List every line in this data where the string "window" occurs.
(Provided entries begins)
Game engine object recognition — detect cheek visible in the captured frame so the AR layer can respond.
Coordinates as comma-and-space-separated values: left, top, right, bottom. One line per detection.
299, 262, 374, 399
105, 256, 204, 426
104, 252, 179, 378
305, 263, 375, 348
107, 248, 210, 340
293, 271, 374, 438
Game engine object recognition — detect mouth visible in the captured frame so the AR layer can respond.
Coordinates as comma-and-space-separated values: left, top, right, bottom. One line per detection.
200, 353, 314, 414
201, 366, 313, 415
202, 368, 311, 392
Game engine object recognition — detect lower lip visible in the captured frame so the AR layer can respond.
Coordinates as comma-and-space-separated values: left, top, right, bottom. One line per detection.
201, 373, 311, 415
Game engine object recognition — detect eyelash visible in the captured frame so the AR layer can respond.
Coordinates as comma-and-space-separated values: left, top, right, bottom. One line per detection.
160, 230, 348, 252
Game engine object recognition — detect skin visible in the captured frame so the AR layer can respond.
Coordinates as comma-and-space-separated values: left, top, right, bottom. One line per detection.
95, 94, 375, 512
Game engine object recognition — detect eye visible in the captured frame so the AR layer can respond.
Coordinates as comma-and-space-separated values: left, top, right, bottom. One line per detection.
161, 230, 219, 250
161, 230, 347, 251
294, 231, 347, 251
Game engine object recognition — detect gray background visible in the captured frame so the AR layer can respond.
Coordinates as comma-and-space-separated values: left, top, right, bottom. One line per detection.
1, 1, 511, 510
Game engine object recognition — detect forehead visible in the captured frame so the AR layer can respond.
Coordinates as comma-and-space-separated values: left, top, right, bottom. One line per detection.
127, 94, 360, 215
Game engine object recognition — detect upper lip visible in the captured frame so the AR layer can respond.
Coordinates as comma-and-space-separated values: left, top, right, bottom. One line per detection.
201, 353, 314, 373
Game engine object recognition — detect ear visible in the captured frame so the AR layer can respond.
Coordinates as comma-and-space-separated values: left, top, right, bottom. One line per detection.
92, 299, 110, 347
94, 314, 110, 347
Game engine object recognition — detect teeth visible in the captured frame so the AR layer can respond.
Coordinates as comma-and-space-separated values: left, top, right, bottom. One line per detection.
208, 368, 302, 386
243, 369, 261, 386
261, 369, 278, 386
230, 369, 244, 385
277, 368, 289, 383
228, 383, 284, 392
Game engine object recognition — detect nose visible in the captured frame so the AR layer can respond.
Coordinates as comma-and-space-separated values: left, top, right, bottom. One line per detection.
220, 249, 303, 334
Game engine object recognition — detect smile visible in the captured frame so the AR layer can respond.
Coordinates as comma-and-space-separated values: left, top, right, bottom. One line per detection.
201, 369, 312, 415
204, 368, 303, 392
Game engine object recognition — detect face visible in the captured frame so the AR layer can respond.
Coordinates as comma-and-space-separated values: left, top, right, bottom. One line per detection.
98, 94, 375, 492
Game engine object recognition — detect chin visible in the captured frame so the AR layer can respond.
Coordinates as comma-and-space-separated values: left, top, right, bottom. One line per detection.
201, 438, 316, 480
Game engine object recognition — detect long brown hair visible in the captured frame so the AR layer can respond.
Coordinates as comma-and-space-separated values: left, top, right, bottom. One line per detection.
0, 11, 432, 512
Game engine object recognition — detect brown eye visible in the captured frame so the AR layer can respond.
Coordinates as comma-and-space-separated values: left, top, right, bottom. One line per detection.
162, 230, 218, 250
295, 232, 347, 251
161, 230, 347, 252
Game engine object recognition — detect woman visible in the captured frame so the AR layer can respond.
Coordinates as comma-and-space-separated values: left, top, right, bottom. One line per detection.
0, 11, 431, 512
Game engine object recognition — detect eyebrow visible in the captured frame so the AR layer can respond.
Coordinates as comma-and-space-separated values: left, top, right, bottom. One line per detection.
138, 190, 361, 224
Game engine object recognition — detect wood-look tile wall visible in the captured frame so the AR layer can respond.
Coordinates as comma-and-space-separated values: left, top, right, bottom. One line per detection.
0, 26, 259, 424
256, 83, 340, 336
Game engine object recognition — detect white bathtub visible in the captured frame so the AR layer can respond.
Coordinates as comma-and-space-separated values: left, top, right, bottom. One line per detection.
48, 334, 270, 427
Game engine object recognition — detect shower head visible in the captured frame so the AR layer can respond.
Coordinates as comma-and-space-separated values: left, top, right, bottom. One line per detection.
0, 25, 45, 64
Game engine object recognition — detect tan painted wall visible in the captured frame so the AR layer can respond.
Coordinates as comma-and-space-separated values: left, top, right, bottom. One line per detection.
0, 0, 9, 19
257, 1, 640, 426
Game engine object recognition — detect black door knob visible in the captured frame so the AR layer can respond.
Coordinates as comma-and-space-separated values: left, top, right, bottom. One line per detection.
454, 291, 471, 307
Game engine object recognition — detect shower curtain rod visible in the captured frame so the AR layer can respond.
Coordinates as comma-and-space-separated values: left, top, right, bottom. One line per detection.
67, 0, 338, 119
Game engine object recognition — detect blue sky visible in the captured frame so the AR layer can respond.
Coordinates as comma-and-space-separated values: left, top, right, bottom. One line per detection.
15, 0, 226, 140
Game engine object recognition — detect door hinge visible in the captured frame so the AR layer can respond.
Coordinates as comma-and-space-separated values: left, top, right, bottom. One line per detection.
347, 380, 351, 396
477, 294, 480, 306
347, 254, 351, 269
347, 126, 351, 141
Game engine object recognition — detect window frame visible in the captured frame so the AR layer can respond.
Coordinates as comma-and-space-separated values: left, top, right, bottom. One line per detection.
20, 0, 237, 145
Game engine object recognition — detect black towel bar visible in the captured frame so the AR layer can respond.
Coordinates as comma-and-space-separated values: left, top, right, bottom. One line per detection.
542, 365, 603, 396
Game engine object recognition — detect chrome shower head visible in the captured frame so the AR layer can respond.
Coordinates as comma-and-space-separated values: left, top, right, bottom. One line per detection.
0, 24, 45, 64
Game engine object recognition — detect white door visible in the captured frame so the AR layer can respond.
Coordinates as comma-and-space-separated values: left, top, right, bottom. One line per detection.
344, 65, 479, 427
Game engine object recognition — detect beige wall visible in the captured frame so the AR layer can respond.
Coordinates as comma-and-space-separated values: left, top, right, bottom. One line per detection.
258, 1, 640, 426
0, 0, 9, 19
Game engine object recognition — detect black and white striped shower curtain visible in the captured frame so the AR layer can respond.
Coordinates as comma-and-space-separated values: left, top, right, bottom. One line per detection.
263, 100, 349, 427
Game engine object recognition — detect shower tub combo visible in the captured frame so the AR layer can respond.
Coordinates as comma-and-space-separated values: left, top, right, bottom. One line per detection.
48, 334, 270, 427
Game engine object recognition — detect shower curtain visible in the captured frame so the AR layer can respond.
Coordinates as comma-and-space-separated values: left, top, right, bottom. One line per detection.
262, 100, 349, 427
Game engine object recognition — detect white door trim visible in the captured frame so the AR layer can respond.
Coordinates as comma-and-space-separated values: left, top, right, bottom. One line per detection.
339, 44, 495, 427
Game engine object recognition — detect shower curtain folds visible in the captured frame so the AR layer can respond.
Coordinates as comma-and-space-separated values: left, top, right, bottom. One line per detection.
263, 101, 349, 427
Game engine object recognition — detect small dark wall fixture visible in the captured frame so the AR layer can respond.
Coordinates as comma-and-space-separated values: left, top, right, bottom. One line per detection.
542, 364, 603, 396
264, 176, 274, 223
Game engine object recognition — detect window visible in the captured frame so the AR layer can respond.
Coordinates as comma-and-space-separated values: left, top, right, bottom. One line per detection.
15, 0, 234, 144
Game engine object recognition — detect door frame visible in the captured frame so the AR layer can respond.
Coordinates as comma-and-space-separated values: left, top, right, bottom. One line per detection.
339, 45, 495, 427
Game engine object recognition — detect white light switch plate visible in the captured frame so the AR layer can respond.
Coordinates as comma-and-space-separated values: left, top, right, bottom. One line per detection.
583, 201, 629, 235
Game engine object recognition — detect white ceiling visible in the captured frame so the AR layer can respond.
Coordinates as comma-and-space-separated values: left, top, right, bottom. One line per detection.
(Provided entries ends)
Solution to this task
Game engine object recognition — detect window frame visible in the captured frame so the AR layer can respond.
Game engine object recognition — detect window visible in the captured frame so the AR layer can respond.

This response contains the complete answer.